**Data provided**
Start of Block

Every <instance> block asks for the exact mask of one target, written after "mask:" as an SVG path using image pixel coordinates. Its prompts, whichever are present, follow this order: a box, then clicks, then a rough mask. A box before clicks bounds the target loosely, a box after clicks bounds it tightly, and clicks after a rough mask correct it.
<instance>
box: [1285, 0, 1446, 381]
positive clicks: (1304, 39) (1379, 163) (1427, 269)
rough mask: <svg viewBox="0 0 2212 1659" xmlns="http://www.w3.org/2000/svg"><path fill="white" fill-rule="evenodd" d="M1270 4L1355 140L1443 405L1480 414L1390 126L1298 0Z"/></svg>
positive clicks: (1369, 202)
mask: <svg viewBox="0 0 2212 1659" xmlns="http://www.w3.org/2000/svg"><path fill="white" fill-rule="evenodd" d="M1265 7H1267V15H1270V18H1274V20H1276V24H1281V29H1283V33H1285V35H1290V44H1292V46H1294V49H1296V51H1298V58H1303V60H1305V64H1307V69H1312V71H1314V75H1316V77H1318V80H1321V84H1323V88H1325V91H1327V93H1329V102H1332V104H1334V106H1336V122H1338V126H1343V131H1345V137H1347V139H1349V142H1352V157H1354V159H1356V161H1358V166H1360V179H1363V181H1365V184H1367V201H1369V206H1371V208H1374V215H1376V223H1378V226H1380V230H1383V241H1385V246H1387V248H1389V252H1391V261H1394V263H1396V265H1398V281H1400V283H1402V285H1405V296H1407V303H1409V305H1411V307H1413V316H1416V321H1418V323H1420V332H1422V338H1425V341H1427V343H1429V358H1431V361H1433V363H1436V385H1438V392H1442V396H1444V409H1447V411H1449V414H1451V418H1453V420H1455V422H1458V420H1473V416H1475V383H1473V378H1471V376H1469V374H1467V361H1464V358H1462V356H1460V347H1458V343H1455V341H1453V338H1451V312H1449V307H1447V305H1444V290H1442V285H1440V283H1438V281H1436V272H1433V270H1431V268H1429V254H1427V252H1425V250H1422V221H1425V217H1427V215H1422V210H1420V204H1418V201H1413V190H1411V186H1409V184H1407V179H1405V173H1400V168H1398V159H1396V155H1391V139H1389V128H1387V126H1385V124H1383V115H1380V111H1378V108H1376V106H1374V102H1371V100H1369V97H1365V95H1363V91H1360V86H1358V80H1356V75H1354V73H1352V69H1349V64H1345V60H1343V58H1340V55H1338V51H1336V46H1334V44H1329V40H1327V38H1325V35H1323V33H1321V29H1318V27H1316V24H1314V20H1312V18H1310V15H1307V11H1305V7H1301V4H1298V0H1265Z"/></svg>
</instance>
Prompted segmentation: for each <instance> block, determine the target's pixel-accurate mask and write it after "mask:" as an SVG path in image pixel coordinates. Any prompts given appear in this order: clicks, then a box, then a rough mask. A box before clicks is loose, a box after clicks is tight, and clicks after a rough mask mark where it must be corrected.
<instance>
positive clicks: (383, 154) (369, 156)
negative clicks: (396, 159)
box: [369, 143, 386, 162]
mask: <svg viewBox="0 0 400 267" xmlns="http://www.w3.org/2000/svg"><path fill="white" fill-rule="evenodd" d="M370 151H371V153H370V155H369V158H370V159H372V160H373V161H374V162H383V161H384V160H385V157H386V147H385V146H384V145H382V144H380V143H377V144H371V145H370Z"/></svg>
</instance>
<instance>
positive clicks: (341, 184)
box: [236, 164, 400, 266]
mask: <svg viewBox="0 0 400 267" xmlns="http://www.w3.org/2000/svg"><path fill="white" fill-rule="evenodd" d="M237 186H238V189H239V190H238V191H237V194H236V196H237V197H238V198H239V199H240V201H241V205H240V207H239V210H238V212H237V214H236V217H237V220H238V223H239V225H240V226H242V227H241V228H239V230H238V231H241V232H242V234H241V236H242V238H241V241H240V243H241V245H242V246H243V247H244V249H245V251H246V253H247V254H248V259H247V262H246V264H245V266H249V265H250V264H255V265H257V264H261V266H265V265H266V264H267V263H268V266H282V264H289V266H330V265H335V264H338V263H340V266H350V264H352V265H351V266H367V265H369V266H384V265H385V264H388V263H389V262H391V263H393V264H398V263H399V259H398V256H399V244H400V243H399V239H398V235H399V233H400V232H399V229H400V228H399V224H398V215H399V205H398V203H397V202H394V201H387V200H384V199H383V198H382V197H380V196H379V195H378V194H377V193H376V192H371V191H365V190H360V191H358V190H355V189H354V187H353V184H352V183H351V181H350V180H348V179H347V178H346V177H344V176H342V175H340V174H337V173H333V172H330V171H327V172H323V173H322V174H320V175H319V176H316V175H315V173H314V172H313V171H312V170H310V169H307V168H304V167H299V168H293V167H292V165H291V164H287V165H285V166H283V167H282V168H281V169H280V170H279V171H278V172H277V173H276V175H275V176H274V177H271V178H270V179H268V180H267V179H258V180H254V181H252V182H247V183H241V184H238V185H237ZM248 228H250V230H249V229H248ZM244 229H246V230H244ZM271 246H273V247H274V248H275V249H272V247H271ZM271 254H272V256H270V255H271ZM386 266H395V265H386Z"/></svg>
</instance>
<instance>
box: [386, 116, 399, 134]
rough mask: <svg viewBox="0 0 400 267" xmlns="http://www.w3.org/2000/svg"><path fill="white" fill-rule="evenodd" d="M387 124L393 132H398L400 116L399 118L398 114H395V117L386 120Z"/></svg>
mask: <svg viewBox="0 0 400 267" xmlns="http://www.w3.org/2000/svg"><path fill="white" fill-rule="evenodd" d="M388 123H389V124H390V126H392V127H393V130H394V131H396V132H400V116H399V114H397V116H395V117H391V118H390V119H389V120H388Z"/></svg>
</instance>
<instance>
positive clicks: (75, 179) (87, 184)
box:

End of Block

**Task item**
Sift through the material above and copy each line that holds "target".

**Answer to this exercise**
Every <instance> block asks for the exact mask of one target, written after "mask:" as an SVG path using image pixel coordinates. Its prompts, whichever are present, follow this order: a box, then clicks, then a rough mask. A box before clicks bounds the target loosely, a box after clicks bounds it tightly, and clicks after a rough mask correct it.
Prompted segmentation: for each <instance> block, determine the target's pixel-accurate mask and write it after "mask:" as an SVG path in image pixel coordinates. Any prompts given appear in this order: clicks, then a box, then a rough mask. A box before clicks is loose, a box after clicks is tight, and clicks after a rough mask mark where it must be corrected.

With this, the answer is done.